**PROBLEM TO WORK ON**: Can you restate, word for word, the lines of the listing below that run from the line containing "LOOKUP athletic shoe | emit_box" through the line containing "[519,111,544,127]", inclusive, and nothing else?

**MATERIAL FOR THIS TASK**:
== == ==
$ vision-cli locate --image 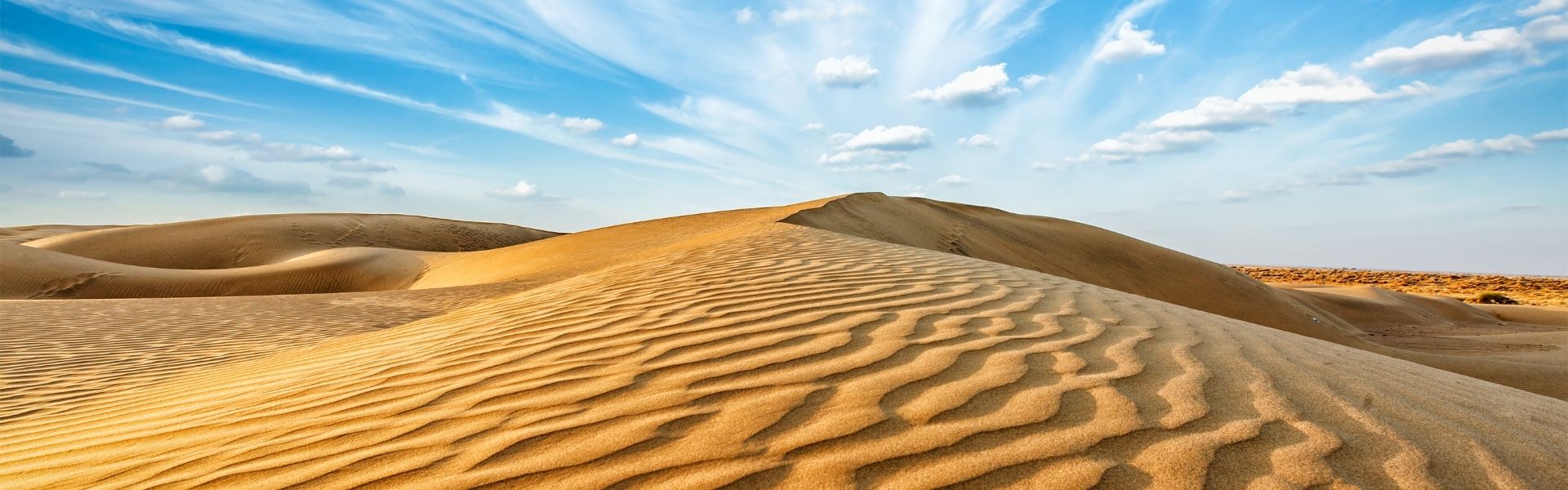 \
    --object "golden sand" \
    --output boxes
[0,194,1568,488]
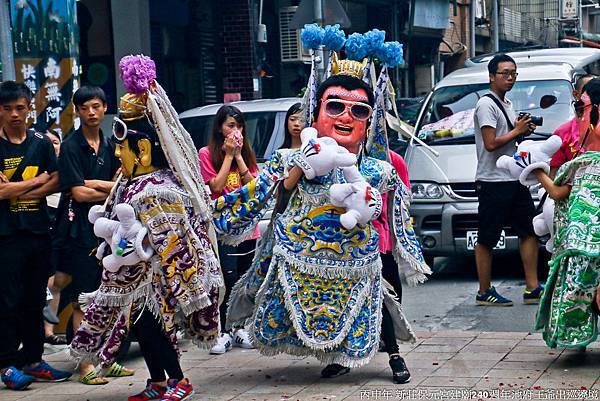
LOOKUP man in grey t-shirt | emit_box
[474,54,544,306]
== == ==
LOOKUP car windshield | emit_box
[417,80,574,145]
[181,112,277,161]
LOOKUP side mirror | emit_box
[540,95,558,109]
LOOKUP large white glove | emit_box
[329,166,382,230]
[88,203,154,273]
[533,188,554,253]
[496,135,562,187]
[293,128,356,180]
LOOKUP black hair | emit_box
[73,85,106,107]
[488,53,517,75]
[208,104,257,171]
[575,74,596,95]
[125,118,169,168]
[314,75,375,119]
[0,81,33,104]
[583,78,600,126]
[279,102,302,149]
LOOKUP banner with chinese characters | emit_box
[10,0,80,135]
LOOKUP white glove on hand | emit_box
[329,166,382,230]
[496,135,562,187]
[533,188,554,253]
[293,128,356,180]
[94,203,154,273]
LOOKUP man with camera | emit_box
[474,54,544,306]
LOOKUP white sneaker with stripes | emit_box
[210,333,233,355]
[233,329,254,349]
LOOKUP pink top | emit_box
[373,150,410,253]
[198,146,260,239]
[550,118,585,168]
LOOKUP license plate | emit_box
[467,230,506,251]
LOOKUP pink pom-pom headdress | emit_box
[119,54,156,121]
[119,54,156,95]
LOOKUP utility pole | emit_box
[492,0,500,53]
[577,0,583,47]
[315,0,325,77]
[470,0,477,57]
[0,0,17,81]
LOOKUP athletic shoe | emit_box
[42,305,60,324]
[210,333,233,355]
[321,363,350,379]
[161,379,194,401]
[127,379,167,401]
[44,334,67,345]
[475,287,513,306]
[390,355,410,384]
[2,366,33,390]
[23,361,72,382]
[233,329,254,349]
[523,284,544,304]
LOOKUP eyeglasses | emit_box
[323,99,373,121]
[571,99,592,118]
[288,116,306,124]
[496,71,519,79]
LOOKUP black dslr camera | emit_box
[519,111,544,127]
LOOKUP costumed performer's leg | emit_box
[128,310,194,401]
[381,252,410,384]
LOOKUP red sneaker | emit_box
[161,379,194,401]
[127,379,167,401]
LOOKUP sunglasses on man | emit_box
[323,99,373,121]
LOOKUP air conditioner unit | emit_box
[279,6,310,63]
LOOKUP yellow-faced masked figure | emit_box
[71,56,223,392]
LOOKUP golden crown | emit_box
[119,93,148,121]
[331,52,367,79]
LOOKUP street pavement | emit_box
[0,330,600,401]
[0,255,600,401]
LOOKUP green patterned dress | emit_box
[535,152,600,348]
== == ==
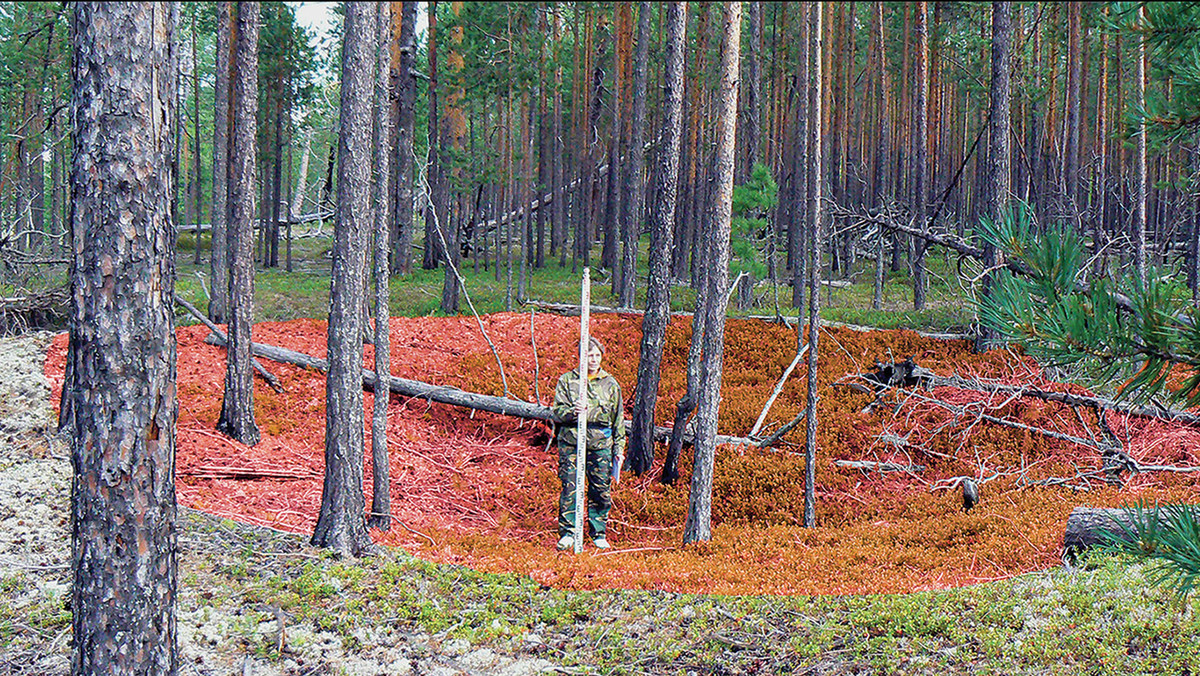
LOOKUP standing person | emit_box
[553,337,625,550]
== == ==
**RESPONSE BELOW**:
LOOKUP athletic shoe | emit_box
[42,305,60,324]
[210,333,233,355]
[321,363,350,379]
[161,379,194,401]
[127,379,167,401]
[44,334,67,345]
[475,287,513,306]
[390,355,410,384]
[2,366,33,390]
[23,361,72,382]
[233,329,254,349]
[523,284,544,304]
LOOKUP eyeglasses | emit_box
[323,99,373,121]
[571,99,592,118]
[288,116,306,124]
[496,71,519,79]
LOOKUP black dslr camera | emit_box
[519,111,544,127]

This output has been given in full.